## BEGIN Excerpt to read
It gets extremely cold during the winter in Finland, yet this country has become a musical hot spot over the past few years. Pylon was one of the bands that were around before the international community was paying much attention. Now that the whole weirdo scene has taken off, a lot of interest in Pylon has started to develop. One of the best known (and one of my favorite) Finnish bands around is Avarus, and Pylon was its predecessor. Avarus members Roope Eronen and Tero Niskonen are the two that appear here. "Not Cobras" is a breathing, psychedelic beast. This album is dense in texture and atmosphere even though it's sparse in instrumentation at times.
There's a wonderful musical quality to a junkyard. Scraps of sheet metal and piles of rusted gears rubbing together create a delightful industrial orchestra. I would love to take a tape recorder to a scrap heap and just bang on shit and make music with found objects. Pylon has this junkyard quality to them. Many tracks feature tribal-romp percussion that sound straight out of the Stomp musical. It's excellent. On the third track, as the drums slam into each other in the background, a single note on a horn or flute is held for a long time while an acoustic guitar skronks along over the top. I love the plodding, circular nature of these songs. They exist in their own world, floating aimlessly toward space.
I don't think referring to Pylon as a space band is too off the mark. But it?s not because they make "space rock" per se, but because of how much scope there is in between the instruments. On many pieces, it seems as though each instrument is in its own room, recorded completely separate from the others. Then, as if by magic, they are able to aurally incorporate the physical distance between them into the recording. I feel as though I'm sitting in an open-air museum listening to this; there are paintings hanging from trees and performers acting on a green, grassy hill. Track 7 in particular feels the most wide open. A blistering horn is being blown on the other side of said hill, calling all of the children home for dinner. In another section of the park, a man bangs out sparse rhythms on a homemade drum kit. And down by the small bubbling creek, a woman dances traditional folk steps while quietly playing her flute. There's so much space between the instruments, it's almost daunting. But this gives Pylon a certain freedom. Despite it's noisy, sometimes harsh nature, this distance makes it also whimsical.
## END Excerpt to read
__Required actions__:
**A.** Answer these questions using the review of Pylon's album "Not Cobras":
(i) Which Finnish band was Pylon the predecessor of?
(ii) On the third track, which instrument skronks along over the top?
(iii) Which track feels the most wide open?
Mark your answers (i), (ii) and (iii), one per line.
**B.** Print the passage from the Pylon review starting with "It gets extremely" and going on through "instrumentation at times.".
**C.** Translate this sentence from the Pylon review into Spanish: "There's a wonderful musical quality to a junkyard."
The material after this review was taken from a separate source.
## BEGIN Data lines
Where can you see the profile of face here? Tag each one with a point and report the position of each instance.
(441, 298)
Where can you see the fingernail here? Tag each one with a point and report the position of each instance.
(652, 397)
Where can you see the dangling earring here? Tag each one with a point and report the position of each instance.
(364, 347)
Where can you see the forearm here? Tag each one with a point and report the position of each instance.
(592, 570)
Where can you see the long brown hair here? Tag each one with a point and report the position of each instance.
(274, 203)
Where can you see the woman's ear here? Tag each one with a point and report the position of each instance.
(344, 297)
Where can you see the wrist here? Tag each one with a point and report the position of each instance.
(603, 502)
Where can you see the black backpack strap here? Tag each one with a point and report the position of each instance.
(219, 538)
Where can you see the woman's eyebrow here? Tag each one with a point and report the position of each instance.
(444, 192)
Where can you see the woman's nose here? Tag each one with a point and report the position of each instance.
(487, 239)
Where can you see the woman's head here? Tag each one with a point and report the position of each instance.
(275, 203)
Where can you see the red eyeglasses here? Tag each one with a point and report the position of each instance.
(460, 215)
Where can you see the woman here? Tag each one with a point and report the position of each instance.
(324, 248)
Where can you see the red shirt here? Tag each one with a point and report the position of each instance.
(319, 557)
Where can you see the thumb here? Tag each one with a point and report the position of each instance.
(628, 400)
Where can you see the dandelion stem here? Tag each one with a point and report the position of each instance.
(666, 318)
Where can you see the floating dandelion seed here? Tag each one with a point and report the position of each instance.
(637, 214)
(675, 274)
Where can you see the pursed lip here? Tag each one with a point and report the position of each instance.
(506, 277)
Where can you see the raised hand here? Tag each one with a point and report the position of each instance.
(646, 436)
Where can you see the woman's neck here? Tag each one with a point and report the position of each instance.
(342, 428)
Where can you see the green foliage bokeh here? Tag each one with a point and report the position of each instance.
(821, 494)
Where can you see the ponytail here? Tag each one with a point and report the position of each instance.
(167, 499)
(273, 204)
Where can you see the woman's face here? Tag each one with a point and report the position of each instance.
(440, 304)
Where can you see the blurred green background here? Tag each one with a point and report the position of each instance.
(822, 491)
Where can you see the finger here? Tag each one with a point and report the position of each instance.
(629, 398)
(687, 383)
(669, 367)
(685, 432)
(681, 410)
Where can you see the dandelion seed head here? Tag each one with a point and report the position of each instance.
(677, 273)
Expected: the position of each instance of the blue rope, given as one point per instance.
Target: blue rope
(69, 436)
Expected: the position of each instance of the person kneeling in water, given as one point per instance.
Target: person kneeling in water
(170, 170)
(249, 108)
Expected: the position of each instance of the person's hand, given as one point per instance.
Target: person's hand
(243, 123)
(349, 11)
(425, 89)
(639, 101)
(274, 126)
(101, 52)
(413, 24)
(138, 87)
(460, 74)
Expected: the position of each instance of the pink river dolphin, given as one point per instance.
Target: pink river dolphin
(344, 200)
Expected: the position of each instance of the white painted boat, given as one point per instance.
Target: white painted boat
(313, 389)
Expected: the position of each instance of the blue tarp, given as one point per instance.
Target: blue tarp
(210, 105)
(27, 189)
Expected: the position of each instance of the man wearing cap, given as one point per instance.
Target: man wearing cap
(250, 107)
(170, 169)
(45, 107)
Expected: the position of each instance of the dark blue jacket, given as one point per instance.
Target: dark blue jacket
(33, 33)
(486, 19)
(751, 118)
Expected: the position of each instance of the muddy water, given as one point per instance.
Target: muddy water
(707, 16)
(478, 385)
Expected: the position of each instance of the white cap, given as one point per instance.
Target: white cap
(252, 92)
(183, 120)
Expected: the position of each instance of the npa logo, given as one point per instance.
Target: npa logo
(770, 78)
## END Data lines
__Solution set__:
**A.**
(i) Avarus
(ii) An acoustic guitar
(iii) Track 7

**B.**
It gets extremely cold during the winter in Finland, yet this country has become a musical hot spot over the past few years. Pylon was one of the bands that were around before the international community was paying much attention. Now that the whole weirdo scene has taken off, a lot of interest in Pylon has started to develop. One of the best known (and one of my favorite) Finnish bands around is Avarus, and Pylon was its predecessor. Avarus members Roope Eronen and Tero Niskonen are the two that appear here. "Not Cobras" is a breathing, psychedelic beast. This album is dense in texture and atmosphere even though it's sparse in instrumentation at times.

**C.** Un depósito de chatarra tiene una maravillosa cualidad musical.